- Classification: Methodism
- Orientation: Conservative holiness movement
- Polity: Connexionalism
- Associations: Interchurch Holiness Convention
- Origin: 1897
- Separated from: Methodist Episcopal Church (1897)
- Separations: Evangelical Methodist Church Conference (1927) Emmanuel Association (1937)
- Merged into: Wesleyan Church (1968)
- Official website: Pilgrim Holiness Church (Midwest) Pilgrim Holiness Church of New York

= Pilgrim Holiness Church =

Christian Holiness Denomination

Pilgrim Holiness Church (PHC) or International Apostolic Holiness Church (IAHC) is a Methodist Christian denomination associated with the holiness movement that split from the Methodist Episcopal Church through the efforts of Martin Wells Knapp in 1897. It was first organized in Cincinnati, Ohio, as the International Holiness Union and Prayer League (IHU/IAHC). Knapp, founder of the IAHC, ordained and his Worldwide Missions Board sent Charles and Lettie Cowman who had attended God's Bible School to Japan in December 1900. By the International Apostolic Holiness Churches Foreign Missionary Board and the co-board of the Revivalist the Cowmans had been appointed the General Superintendents and the Kilbournes the vice-General Superintendent for Korea, Japan and China December 29, 1905. The organization later became the Pilgrim Holiness Church in 1922, the majority of which merged with the Wesleyan Methodists in 1968 to form the Wesleyan Church.

In 1937, the Emmanuel Association was formed as a result of a schism with the Pilgrim Holiness Church; it became one of the first denominations of the conservative holiness movement.

Today, two groups of Pilgrim Holiness churches still exist from the secession of the merger in 1968-the Pilgrim Holiness Church, Inc. (of the Midwest) and the Pilgrim Holiness Church of NY, Inc. These two groups are not associated with the Wesleyan Church today but align themselves with the Conservative Holiness Movement. Among many other Holiness children, the Korea Holiness Church, daughter of the IAHC/PHC, has approximately 10,000 churches globally and two million members in the four holiness denominations in 2010.

==History 1897-1968==

The Pilgrim Holiness Church came into being as a result of the revival of scriptural holiness that swept across the various denominations in America in the last half of the nineteenth century, the same awakening that had rechanneled the energies of the Wesleyan Methodist Connection from social and political reform to holiness evangelism. The awakening crystallized in the establishment of many nondenominational and interdenominational holiness unions and associations and independent churches. Toward the close of the nineteenth century many of like faith began to draw together.

RAW RECORDS:
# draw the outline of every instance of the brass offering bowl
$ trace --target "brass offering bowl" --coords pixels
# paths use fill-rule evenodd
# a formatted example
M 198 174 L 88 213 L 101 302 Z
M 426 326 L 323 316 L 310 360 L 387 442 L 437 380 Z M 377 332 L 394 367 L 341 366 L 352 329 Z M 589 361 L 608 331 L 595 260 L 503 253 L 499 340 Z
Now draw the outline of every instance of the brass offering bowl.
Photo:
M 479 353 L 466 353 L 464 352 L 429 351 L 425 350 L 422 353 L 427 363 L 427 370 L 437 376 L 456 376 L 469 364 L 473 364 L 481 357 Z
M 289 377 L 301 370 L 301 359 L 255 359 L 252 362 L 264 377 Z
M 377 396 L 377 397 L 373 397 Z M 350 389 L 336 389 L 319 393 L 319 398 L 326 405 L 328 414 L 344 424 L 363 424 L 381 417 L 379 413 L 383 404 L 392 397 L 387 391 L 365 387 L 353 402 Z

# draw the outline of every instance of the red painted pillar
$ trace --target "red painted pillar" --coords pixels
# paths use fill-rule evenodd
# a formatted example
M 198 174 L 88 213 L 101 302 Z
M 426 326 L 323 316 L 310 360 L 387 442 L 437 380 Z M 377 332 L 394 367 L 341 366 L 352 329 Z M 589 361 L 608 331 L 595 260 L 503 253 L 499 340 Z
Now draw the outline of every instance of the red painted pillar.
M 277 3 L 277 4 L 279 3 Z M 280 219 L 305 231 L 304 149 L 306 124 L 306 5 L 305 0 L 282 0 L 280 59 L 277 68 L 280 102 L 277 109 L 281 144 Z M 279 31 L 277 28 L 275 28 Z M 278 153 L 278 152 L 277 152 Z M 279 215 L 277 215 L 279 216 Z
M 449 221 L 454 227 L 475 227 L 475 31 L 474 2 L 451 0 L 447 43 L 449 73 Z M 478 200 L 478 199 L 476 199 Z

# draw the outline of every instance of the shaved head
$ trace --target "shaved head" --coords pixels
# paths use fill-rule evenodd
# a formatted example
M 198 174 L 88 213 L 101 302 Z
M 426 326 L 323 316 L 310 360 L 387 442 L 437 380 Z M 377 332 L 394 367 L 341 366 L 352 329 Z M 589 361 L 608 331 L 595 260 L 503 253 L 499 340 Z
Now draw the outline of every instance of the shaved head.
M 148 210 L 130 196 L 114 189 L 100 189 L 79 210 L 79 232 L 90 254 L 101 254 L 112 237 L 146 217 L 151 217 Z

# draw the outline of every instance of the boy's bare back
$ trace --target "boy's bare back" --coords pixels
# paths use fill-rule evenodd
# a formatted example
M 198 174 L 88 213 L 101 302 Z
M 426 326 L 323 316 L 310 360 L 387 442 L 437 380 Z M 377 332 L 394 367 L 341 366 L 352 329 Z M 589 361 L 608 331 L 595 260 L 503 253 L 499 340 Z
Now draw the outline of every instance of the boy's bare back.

WRITTEN PROBLEM:
Output the part of the Pilgrim Holiness Church text that begins with the words containing "In 1937, the" and ends with "of the conservative holiness movement.", copied exactly.

ANSWER IN FULL:
In 1937, the Emmanuel Association was formed as a result of a schism with the Pilgrim Holiness Church; it became one of the first denominations of the conservative holiness movement.